• **Tujuan A**
Tuliskan kembali seluruh kutipan tentang perjalanan dari Melaka ke Singapura di bawah ini tanpa mengubah apa pun.

• **Kutipan Terpilih**
···

Low Cost Carrier Part II
Yak! Setelah satu setengah hari terbaring sakit, akhirnya saya berkesempatan melanjutken tulisan ini.
Balik KL
Singapura
Melaka – Singapura sebenarnya cuma butuh
waktu tempuh tiga jam tapi molor jadi empat jam gara-gara ada kecelakaan parah di jalan
tol. Sampai di perbatasan Malaysia – Singapura di Woodlands, kami
disuruh turun dari bus menuju imigrasi (lagi). Nah, saat di imigrasi Singapura
dua orang teman saya ditahan. Satunya karena nama di paspornya beda satu huruf
dengan nama di KTP (lagian juga kenapa sik KTP diselip-selip di paspor?
Ria...Ria...) satunya lagi – mungkin – gara-gara jawab ‘sudah’ untuk pertanyaan
apakah tiket bus ke Thailand sudah dibeli atau belum. Kenyataannya kami belum
beli tiket.

···

• **Catatan**

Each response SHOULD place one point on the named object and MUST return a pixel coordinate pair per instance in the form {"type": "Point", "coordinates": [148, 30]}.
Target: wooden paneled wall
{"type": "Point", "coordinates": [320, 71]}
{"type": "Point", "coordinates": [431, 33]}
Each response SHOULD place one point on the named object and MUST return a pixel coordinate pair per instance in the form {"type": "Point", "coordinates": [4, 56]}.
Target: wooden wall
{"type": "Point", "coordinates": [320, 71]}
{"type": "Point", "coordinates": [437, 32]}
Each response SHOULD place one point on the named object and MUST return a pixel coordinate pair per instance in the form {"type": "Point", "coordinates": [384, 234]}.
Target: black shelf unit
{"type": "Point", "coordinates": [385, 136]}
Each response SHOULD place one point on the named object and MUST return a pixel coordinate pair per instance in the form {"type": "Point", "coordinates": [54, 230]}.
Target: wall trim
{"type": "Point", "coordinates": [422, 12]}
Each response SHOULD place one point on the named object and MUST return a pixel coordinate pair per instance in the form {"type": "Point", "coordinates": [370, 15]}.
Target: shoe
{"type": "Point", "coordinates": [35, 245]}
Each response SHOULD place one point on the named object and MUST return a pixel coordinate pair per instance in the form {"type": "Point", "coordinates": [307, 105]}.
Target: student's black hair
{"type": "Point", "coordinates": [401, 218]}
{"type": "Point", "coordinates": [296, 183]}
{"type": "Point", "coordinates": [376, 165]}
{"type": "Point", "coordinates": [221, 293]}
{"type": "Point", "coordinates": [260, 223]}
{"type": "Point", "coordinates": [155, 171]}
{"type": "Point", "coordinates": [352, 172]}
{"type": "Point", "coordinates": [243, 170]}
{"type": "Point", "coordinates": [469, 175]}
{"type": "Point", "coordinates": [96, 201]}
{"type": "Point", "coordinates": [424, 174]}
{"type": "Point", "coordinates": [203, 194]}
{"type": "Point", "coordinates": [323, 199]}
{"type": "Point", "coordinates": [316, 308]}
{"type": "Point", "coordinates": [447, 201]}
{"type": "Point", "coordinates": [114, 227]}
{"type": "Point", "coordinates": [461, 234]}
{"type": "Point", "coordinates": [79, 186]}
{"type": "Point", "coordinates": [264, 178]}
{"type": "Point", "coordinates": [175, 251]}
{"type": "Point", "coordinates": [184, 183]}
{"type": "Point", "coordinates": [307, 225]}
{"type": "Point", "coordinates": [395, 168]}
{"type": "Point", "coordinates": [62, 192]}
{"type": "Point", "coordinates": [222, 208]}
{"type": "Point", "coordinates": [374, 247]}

···

• **Tujuan B**
Kembalikan setiap baris catatan di atas yang memuat kata "wooden".

• **Jawaban A**
Low Cost Carrier Part II
Yak! Setelah satu setengah hari terbaring sakit, akhirnya saya berkesempatan melanjutken tulisan ini.
Balik KL
Singapura
Melaka – Singapura sebenarnya cuma butuh
waktu tempuh tiga jam tapi molor jadi empat jam gara-gara ada kecelakaan parah di jalan
tol. Sampai di perbatasan Malaysia – Singapura di Woodlands, kami
disuruh turun dari bus menuju imigrasi (lagi). Nah, saat di imigrasi Singapura
dua orang teman saya ditahan. Satunya karena nama di paspornya beda satu huruf
dengan nama di KTP (lagian juga kenapa sik KTP diselip-selip di paspor?
Ria...Ria...) satunya lagi – mungkin – gara-gara jawab ‘sudah’ untuk pertanyaan
apakah tiket bus ke Thailand sudah dibeli atau belum. Kenyataannya kami belum
beli tiket.

• **Jawaban B**
Target: wooden paneled wall
Target: wooden wall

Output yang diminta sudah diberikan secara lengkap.